■ Consignes
1/ D'après l'extrait fourni, quelles circonstances feraient qu'une guerre avec les Kurdes affaiblirait encore davantage Charaa ? Donnez-les toutes.
2/ Rédigez la suite de l'extrait sur la situation en Syrie, en reprenant après sa dernière phrase.

■ Extrait fourni
#####

Ces violences contre des communautés non sunnites ont suscité de sérieux doutes sur la capacité du gouvernement d’al-Charaa à asseoir son pouvoir et à assurer la sécurité des diverses populations. L’armée syrienne est bien trop faible. Elle n’est en tout cas pas de taille à affronter les forces kurdes. Les FDS comptent environ 50 000 à 60 000 hommes et femmes motivés, entraînés et partiellement équipés par le Pentagone. Amberin Zaman, journaliste à Al-Monitor analyse ainsi la situation : ils « restent prêts au combat après cinq ans de guerre contre Daech et se préparent à d’éventuelles attaques de la Turquie et du nouveau gouvernement syrien. En revanche, les piètres performances des Syriens à Soueïda[13] ont révélé la faiblesse et le manque de discipline des forces syriennes. Charaa s’est toujours montré réticent à s’attaquer aux Kurdes et résiste depuis longtemps aux pressions turques en ce sens. Une guerre avec les Kurdes l’affaiblirait encore davantage à un moment où l’économie est en ruine, où les promesses de milliards de dollars du Golfe restent lettre morte et où les salaires du secteur public ne sont toujours pas payés »[14].

#####

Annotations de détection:

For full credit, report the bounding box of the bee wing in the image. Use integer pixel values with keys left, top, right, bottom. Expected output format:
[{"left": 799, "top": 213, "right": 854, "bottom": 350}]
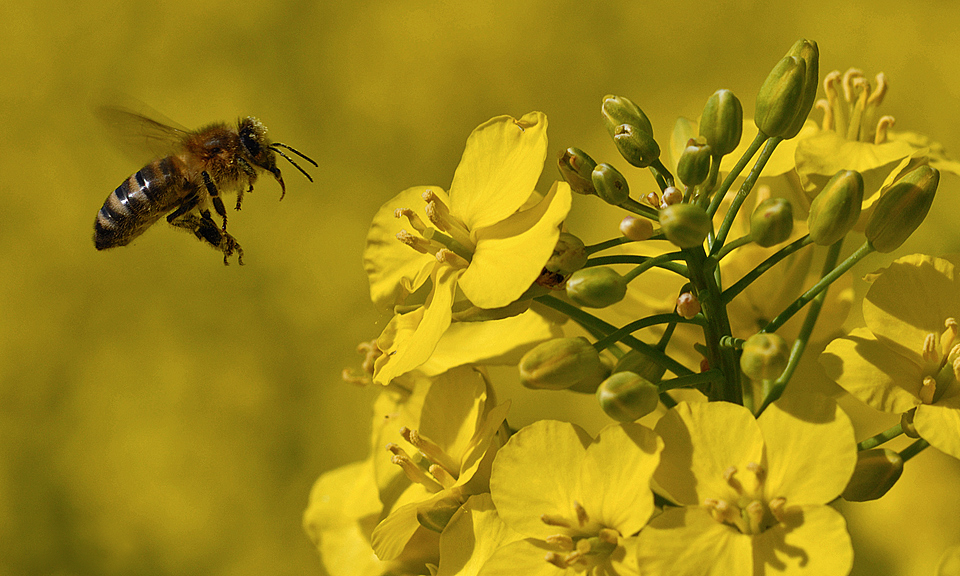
[{"left": 94, "top": 106, "right": 190, "bottom": 161}]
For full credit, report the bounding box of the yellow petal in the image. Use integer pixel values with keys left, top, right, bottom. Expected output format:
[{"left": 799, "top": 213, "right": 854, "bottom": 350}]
[
  {"left": 820, "top": 328, "right": 921, "bottom": 414},
  {"left": 637, "top": 506, "right": 755, "bottom": 576},
  {"left": 580, "top": 423, "right": 663, "bottom": 536},
  {"left": 460, "top": 182, "right": 572, "bottom": 308},
  {"left": 450, "top": 112, "right": 547, "bottom": 230},
  {"left": 654, "top": 402, "right": 763, "bottom": 506},
  {"left": 373, "top": 266, "right": 462, "bottom": 385},
  {"left": 757, "top": 394, "right": 857, "bottom": 506},
  {"left": 363, "top": 186, "right": 445, "bottom": 308}
]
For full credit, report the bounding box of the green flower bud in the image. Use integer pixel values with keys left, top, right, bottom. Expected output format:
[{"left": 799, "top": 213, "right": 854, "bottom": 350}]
[
  {"left": 700, "top": 90, "right": 743, "bottom": 156},
  {"left": 567, "top": 266, "right": 627, "bottom": 308},
  {"left": 520, "top": 337, "right": 601, "bottom": 390},
  {"left": 557, "top": 148, "right": 597, "bottom": 194},
  {"left": 660, "top": 204, "right": 710, "bottom": 248},
  {"left": 613, "top": 124, "right": 660, "bottom": 168},
  {"left": 866, "top": 165, "right": 940, "bottom": 252},
  {"left": 543, "top": 232, "right": 587, "bottom": 276},
  {"left": 597, "top": 372, "right": 660, "bottom": 422},
  {"left": 740, "top": 332, "right": 790, "bottom": 380},
  {"left": 754, "top": 40, "right": 820, "bottom": 139},
  {"left": 807, "top": 170, "right": 863, "bottom": 246},
  {"left": 620, "top": 216, "right": 653, "bottom": 242},
  {"left": 750, "top": 198, "right": 793, "bottom": 248},
  {"left": 600, "top": 94, "right": 653, "bottom": 137},
  {"left": 591, "top": 164, "right": 630, "bottom": 206},
  {"left": 677, "top": 139, "right": 712, "bottom": 186},
  {"left": 841, "top": 448, "right": 903, "bottom": 502}
]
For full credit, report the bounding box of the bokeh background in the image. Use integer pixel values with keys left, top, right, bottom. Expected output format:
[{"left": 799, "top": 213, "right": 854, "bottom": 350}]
[{"left": 0, "top": 0, "right": 960, "bottom": 576}]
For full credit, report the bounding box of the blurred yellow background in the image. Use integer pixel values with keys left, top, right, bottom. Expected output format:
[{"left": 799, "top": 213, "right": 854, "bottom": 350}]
[{"left": 0, "top": 0, "right": 960, "bottom": 576}]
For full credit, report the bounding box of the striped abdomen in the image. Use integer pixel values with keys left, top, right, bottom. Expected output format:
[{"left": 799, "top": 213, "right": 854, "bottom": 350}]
[{"left": 93, "top": 156, "right": 193, "bottom": 250}]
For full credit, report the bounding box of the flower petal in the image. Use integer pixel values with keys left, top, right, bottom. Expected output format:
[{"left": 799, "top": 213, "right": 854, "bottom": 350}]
[
  {"left": 363, "top": 186, "right": 445, "bottom": 308},
  {"left": 490, "top": 420, "right": 592, "bottom": 540},
  {"left": 460, "top": 182, "right": 572, "bottom": 308},
  {"left": 654, "top": 402, "right": 763, "bottom": 506},
  {"left": 373, "top": 265, "right": 462, "bottom": 385},
  {"left": 637, "top": 506, "right": 753, "bottom": 576},
  {"left": 450, "top": 112, "right": 547, "bottom": 230},
  {"left": 757, "top": 394, "right": 857, "bottom": 506},
  {"left": 820, "top": 328, "right": 921, "bottom": 414},
  {"left": 580, "top": 423, "right": 663, "bottom": 536}
]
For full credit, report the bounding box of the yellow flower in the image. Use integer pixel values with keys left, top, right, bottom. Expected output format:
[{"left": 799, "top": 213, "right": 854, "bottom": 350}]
[
  {"left": 364, "top": 112, "right": 571, "bottom": 384},
  {"left": 820, "top": 254, "right": 960, "bottom": 458},
  {"left": 479, "top": 421, "right": 663, "bottom": 576},
  {"left": 637, "top": 397, "right": 857, "bottom": 576},
  {"left": 371, "top": 367, "right": 509, "bottom": 560}
]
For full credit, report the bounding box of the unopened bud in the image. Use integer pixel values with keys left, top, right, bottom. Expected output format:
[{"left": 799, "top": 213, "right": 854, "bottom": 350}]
[
  {"left": 842, "top": 448, "right": 903, "bottom": 502},
  {"left": 567, "top": 266, "right": 627, "bottom": 308},
  {"left": 597, "top": 372, "right": 660, "bottom": 422},
  {"left": 557, "top": 148, "right": 597, "bottom": 194},
  {"left": 600, "top": 94, "right": 653, "bottom": 136},
  {"left": 807, "top": 170, "right": 863, "bottom": 246},
  {"left": 700, "top": 90, "right": 743, "bottom": 156},
  {"left": 660, "top": 204, "right": 711, "bottom": 248},
  {"left": 677, "top": 139, "right": 712, "bottom": 186},
  {"left": 613, "top": 124, "right": 660, "bottom": 168},
  {"left": 750, "top": 198, "right": 793, "bottom": 248},
  {"left": 591, "top": 164, "right": 630, "bottom": 206},
  {"left": 740, "top": 332, "right": 790, "bottom": 380},
  {"left": 543, "top": 232, "right": 587, "bottom": 276},
  {"left": 754, "top": 40, "right": 820, "bottom": 139},
  {"left": 520, "top": 337, "right": 601, "bottom": 390},
  {"left": 866, "top": 164, "right": 940, "bottom": 252},
  {"left": 620, "top": 216, "right": 653, "bottom": 242}
]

#####

■ Réponses ci-dessous
1/
- L'économie est en ruine.
- Les promesses de milliards de dollars du Golfe restent lettre morte.
- Les salaires du secteur public ne sont toujours pas payés.

2/
Visées militaires

Le 5 avril dernier, Israël a bombardé des bases où la Turquie prévoyait de déployer des forces aériennes à l’instar de celles qu’elle possède en Libye révélant au grand jour l’étendue des ambitions militaires d’Ankara. Trois sites avaient été envisagés : la base T-4 et Palmyre, dans la province syrienne de Homs, ainsi que le principal aéroport de la province de Hama. Les frappes sur la base T-4, qui « ont détruit la piste, la tour de contrôle, les hangars et les avions immobilisés au sol »[15] ont mis fin, provisoirement, à ces projets turcs.

Peu après les bombardements, le ministère turc des Affaires étrangères a qualifié Israël de « la plus grande menace pour la sécurité régionale ». Des propos nuancés dès le lendemain par le ministre des Affaires étrangères Hakan Fidan qui a déclaré à Reuters que la Turquie ne souhaitait pas de confrontation avec Israël en Syrie [16]. De son côté, Gideon Saar, le ministre des Affaires étrangères israélien, a accusé Ankara de chercher à établir un « protectorat turc »[17].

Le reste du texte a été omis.